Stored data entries
■ ■ ■ ■ ■

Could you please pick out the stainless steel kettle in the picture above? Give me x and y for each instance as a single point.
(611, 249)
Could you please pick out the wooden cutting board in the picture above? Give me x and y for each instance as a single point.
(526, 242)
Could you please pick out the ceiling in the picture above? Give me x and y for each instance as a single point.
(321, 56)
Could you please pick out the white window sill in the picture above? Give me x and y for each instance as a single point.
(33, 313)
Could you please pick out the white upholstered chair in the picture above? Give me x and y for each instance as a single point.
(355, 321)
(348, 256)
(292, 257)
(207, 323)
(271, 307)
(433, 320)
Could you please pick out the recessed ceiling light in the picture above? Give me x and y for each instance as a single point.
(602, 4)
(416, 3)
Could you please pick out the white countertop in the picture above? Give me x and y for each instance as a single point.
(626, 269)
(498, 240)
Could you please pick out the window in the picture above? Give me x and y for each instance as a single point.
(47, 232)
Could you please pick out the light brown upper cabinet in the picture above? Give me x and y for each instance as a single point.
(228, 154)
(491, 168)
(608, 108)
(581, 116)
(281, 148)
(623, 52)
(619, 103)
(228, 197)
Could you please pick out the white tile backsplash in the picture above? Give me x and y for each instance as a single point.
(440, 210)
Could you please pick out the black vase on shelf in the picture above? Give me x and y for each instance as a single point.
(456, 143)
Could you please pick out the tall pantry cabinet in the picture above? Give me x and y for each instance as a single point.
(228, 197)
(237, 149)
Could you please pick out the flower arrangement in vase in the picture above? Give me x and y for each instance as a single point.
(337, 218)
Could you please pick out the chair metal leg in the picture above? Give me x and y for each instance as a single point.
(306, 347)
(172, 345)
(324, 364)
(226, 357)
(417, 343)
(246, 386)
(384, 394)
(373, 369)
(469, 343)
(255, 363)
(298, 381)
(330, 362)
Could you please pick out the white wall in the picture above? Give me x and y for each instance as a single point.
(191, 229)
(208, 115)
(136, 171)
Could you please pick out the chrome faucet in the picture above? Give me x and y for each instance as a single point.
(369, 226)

■ ■ ■ ■ ■

TASK: Output the records above, each one exactly, with none left out.

ANSWER SECTION:
Could you please pick out the stainless steel kettle in the picture above? Give me x and y for each instance as a single point.
(611, 249)
Could you please pick out the wooden cutting board in the picture above? Give me x and y for each instance as a single point.
(526, 242)
Could you please pick out the ceiling in the picture above? Give me x and y for each instance as a single point.
(321, 56)
Could you please pick out the white window sill in the picture above? Give me x and y for each instance as a single point.
(33, 313)
Could you please pick out the white upholstered chair in the picture above? Give me x and y for each instance as a single point.
(355, 321)
(348, 256)
(292, 257)
(207, 323)
(271, 307)
(433, 320)
Could you please pick out the recessed ceiling light in the picture above? Give me x and y for each instance as a single point.
(602, 4)
(416, 3)
Could you please pick out the white countertop in the picture above? Give me x and y for each instance as a single point.
(626, 269)
(498, 240)
Could you please pick out the window in the picture above? Give me x and y for each instance as a single point.
(47, 232)
Could you please pick out the light brown upper cabinet in the picture above? Give me x and y for each instance as a single point.
(228, 154)
(491, 168)
(608, 108)
(581, 116)
(281, 148)
(623, 52)
(619, 103)
(228, 197)
Could you please pick out the white tile backsplash in the picture above? Give me x and y for each instance as a single point.
(440, 210)
Could you please pick out the black vase on shelf in the picture above? Give me x and y for each instance as a single point.
(456, 143)
Could you please pick out the tall pantry cabinet in the picture above? Give me x and y for each instance as a single point.
(228, 197)
(237, 149)
Could you please pick out the flower arrangement in vase in the picture above? Give me x and y for each instance as a single point.
(337, 218)
Could you please pick out the chair metal leg in the picture above? Give me x and y for each instance as a single point.
(306, 347)
(172, 345)
(324, 364)
(226, 357)
(417, 343)
(246, 386)
(384, 394)
(373, 369)
(469, 343)
(255, 363)
(298, 381)
(330, 362)
Could you please pick out the white wall in the picture above? Give me x and y for each instance as a single point.
(191, 229)
(208, 115)
(136, 171)
Could you please pick out the chrome faucet in the picture above? Give me x and y for each instance as a single point.
(369, 226)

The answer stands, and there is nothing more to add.